DOCUMENT EXCERPT =
## BEGIN
Advertisement

SUBWAY OF THE WORLD

Share
TIMES STAFF WRITER

After four days of blaring tabloid headlines such as “Ready to Rumble,” and “Civil War,” and endless man-on-the-street interviews with Vinnie from the Bronx and Joey from Queens, and a nonstop media barrage that only a Subway Series can incite, the New York Mets and New York Yankees tonight will hear two of the most soothing words they’ve heard all week:

“Play ball!”

With that, the 96th World Series, pitting the cross-town rival Mets and Yankees, the first Subway Series since 1956, the rematch of teams that developed a distinct dislike for each other after Roger Clemens’ beaning of Mike Piazza in July--call it baseball Armageddon with a Noo Yawk accent--will begin in Yankee Stadium.

And maybe, just maybe, the hype will begin to subside.

“I really think the easiest part of this whole World Series will be playing the games,” Met reliever Turk Wendell said. “On the field, in the training room, in the bathroom . . . any place you can get away, we’ll find refuge. I think the media and the fans have made a lot more of this than the players.”

Advertisement

Yankee right fielder Paul O’Neill will be playing in his fourth World Series in five years, but never has he experienced this kind of sensory overload in the days leading up to Game 1.

“I’m pretty numb from just running around and answering question after question about the Subway Series,” O’Neill said. “I mean, you turn on the television or the radio, you walk into the restaurant, you walk into the grocery store, that’s all people are talking about. The rest of the country, outside of this big fishbowl here, I don’t know what they’re doing.

“We would have liked to have played [Thursday night], so we can stop being grilled. It was great having days off, but these days are great for butterflies to set in. No matter how many times you’ve been there, no matter what you’ve been through, it’s nerve-racking.”

It doesn’t seem all that nerve-racking to the other Yankees. The World Series has become a regular late-October gig for them, almost as routine as a three-game series in Boston in August.

They will be shooting to become the first team since the 1972-74 Oakland Athletics to win three consecutive World Series championships, and they have won three of the last four titles, so they are not in awe of the setting, as some World Series neophytes can be.

But neither are the Mets. Though they haven’t played in the World Series since beating Boston in 1986, they play in the same city as the Yankees and under the same powerful media microscope. Like the Yankees, they have a huge payroll, demanding fans and are expected to win.

Advertisement

And they know how crazy a Met-Yankee series can be and how intimidating Yankee Stadium can be because they experienced it first-hand in interleague play, when the Mets and Yankees pack their stadiums.
## END
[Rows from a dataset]
## BEGIN
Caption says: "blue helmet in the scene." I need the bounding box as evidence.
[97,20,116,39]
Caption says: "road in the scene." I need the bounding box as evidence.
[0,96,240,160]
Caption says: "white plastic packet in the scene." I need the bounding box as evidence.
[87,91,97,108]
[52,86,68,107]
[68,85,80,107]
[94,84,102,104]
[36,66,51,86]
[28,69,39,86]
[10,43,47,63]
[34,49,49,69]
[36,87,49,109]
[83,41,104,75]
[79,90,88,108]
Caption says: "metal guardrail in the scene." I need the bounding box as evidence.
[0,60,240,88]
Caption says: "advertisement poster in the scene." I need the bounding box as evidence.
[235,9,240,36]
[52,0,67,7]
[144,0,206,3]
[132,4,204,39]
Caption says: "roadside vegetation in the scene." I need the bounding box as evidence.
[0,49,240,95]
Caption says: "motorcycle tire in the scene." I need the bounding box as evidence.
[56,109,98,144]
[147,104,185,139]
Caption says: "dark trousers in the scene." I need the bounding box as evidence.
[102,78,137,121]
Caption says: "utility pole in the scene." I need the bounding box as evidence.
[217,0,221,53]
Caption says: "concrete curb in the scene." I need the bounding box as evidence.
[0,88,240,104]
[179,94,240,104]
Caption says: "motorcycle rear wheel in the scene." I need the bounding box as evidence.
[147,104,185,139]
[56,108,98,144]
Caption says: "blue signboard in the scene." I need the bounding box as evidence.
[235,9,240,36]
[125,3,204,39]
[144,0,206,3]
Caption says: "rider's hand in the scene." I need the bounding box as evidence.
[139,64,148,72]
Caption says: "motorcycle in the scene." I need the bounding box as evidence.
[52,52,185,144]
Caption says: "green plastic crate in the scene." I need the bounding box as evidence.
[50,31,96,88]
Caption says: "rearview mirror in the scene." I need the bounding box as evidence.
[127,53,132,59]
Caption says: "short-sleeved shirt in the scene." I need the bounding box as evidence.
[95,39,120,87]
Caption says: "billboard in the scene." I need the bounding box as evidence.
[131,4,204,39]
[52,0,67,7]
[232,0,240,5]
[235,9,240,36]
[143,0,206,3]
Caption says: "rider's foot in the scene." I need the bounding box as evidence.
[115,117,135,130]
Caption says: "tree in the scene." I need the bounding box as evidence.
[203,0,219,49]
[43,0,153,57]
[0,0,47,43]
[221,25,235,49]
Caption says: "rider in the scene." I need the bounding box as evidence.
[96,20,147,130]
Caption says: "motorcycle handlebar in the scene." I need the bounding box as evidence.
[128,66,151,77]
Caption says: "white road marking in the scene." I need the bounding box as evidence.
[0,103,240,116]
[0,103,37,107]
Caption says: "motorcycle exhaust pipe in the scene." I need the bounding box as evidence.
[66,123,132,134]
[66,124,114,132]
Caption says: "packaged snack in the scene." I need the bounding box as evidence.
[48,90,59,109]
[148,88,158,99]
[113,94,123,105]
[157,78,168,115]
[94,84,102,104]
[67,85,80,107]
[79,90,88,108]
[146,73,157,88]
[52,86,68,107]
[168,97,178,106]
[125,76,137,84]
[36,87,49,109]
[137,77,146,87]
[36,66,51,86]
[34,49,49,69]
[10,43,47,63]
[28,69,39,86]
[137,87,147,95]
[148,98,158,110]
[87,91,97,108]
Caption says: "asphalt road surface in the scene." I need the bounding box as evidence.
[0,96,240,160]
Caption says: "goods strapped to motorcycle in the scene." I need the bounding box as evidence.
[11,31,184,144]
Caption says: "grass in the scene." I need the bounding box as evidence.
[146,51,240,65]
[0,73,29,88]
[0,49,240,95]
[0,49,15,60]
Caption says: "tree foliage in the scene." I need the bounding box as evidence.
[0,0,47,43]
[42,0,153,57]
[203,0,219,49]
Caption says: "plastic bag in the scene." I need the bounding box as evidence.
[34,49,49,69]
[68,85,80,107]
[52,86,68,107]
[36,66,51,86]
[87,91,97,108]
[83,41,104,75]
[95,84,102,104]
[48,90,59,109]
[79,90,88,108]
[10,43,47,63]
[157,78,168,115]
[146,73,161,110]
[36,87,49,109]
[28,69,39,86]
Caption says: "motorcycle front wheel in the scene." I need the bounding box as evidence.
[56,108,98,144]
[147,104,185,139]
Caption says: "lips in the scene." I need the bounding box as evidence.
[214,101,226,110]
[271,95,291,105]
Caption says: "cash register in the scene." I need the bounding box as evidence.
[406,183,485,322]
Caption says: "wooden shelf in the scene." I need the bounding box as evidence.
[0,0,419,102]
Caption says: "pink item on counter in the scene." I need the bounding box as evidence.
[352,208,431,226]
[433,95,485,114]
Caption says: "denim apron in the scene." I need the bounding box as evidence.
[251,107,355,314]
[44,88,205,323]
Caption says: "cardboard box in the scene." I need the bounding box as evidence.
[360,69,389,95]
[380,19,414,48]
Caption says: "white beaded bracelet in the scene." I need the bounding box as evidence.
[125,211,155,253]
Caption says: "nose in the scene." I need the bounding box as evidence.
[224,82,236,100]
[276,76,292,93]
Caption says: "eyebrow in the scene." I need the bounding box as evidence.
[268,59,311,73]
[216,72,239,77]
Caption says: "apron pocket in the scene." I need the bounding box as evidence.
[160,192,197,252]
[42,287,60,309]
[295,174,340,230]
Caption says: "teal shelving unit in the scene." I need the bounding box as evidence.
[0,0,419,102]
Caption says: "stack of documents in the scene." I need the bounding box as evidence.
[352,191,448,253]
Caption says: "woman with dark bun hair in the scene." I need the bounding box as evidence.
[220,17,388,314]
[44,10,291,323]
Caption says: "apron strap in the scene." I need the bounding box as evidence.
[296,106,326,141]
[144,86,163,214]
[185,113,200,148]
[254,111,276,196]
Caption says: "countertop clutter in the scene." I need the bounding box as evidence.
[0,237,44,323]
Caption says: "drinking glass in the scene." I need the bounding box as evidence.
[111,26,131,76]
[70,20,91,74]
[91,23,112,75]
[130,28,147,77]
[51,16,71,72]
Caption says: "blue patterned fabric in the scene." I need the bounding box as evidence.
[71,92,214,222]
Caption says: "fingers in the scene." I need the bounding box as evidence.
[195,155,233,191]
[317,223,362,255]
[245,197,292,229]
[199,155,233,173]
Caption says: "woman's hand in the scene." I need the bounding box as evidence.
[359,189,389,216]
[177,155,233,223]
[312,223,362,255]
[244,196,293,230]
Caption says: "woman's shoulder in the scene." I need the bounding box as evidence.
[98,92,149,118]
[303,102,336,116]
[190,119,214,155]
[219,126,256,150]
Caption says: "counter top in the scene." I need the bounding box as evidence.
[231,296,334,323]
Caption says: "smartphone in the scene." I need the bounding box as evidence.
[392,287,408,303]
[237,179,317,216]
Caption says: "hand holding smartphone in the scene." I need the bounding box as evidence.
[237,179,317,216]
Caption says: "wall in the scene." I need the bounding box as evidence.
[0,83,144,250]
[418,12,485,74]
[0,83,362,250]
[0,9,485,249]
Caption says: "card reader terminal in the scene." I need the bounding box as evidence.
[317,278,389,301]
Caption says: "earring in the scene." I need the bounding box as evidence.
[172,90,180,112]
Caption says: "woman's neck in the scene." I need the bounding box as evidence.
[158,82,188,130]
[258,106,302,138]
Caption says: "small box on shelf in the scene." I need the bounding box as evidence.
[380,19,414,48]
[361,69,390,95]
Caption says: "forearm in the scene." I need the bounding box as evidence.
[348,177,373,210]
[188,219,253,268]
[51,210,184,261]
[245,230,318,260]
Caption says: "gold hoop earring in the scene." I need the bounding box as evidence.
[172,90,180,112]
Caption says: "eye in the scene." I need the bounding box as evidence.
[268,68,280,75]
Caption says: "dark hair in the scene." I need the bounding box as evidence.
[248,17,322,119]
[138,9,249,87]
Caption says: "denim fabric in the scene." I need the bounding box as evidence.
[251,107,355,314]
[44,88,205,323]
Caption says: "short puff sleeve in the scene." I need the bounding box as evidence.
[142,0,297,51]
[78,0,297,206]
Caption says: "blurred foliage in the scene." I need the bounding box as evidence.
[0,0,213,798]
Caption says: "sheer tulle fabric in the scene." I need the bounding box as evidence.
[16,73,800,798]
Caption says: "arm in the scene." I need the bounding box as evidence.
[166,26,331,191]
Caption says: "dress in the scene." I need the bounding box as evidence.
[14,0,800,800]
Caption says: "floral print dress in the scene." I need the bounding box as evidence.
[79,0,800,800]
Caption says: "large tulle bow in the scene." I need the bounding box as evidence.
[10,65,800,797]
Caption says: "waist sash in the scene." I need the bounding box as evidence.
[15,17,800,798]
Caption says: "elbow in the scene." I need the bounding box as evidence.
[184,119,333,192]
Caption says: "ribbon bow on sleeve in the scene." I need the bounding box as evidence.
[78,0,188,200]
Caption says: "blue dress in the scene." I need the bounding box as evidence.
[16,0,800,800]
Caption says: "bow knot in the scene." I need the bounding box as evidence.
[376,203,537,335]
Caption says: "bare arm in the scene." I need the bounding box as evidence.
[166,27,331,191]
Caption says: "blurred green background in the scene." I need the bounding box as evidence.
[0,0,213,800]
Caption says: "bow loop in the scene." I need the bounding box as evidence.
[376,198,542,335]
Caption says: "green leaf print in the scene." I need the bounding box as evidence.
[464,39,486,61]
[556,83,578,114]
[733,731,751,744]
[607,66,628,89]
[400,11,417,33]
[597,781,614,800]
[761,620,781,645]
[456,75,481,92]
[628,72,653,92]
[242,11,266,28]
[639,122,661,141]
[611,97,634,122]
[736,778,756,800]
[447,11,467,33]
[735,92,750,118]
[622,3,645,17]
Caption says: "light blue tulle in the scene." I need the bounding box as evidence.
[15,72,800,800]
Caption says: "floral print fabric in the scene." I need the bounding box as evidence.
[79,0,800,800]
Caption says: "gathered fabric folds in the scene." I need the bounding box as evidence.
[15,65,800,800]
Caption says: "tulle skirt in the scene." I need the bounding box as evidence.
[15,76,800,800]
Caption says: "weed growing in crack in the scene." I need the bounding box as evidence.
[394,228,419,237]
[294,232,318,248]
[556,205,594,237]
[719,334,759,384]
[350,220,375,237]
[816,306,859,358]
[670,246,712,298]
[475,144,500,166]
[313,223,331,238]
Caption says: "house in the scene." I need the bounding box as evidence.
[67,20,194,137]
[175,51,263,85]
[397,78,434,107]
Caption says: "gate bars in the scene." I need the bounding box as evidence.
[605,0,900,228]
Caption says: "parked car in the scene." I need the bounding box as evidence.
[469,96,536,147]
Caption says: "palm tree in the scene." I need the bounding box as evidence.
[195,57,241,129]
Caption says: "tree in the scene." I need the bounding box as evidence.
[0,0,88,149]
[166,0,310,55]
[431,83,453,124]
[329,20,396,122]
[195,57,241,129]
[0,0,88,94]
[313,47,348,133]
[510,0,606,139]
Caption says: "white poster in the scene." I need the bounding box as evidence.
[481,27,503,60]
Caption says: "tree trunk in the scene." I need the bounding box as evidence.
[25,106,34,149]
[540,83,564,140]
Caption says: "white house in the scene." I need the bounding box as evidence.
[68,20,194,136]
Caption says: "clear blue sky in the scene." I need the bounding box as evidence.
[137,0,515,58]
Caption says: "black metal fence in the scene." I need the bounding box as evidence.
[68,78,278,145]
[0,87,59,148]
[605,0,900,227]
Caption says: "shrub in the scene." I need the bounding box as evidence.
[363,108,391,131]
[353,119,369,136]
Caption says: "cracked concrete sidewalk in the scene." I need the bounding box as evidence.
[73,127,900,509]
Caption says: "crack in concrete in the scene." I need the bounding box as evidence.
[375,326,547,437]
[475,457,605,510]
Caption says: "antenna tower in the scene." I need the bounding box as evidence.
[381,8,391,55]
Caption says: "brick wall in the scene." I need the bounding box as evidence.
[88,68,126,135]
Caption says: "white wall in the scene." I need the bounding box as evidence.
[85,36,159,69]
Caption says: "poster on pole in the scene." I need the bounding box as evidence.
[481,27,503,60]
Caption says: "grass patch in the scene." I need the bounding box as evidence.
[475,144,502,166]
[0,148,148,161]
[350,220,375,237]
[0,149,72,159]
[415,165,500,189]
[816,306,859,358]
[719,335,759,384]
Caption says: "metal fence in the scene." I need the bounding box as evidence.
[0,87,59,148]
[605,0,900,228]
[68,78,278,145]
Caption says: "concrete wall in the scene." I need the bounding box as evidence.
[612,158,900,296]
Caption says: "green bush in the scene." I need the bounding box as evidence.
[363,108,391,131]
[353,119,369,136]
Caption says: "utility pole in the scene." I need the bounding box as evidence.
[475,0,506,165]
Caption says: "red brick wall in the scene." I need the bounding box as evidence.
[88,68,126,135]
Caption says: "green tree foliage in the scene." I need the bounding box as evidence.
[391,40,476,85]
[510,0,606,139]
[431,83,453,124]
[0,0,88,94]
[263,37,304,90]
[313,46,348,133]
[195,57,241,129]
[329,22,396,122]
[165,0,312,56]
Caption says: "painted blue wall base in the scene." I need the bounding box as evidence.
## END
TASKS =
1. According to the World Series article, which team was the last to win three consecutive World Series championships?
2. In the World Series article, reproduce the passage from "But neither are" up to and including "pack their stadiums." word for word.

EXPECTED RESULTS =
1. The 1972-74 Oakland Athletics.

2.
But neither are the Mets. Though they haven’t played in the World Series since beating Boston in 1986, they play in the same city as the Yankees and under the same powerful media microscope. Like the Yankees, they have a huge payroll, demanding fans and are expected to win.

Advertisement

And they know how crazy a Met-Yankee series can be and how intimidating Yankee Stadium can be because they experienced it first-hand in interleague play, when the Mets and Yankees pack their stadiums.